▸ **THE TASK**:
Could you copy all of the records below exactly as they appear?

─── EXERCISE DATA

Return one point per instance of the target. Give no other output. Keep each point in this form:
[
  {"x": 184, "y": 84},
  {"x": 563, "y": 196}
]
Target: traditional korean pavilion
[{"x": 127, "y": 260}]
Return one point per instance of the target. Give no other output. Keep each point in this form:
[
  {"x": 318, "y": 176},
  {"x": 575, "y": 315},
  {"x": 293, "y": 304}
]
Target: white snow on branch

──────

▸ **TASK RESULT**:
Return one point per instance of the target. Give no other output. Keep each point in this form:
[
  {"x": 184, "y": 84},
  {"x": 563, "y": 196}
]
Target: traditional korean pavilion
[{"x": 127, "y": 260}]
Return one point per instance of the target. Give no other output. Keep each point in this form:
[
  {"x": 318, "y": 176},
  {"x": 575, "y": 315},
  {"x": 293, "y": 304}
]
Target: white snow on branch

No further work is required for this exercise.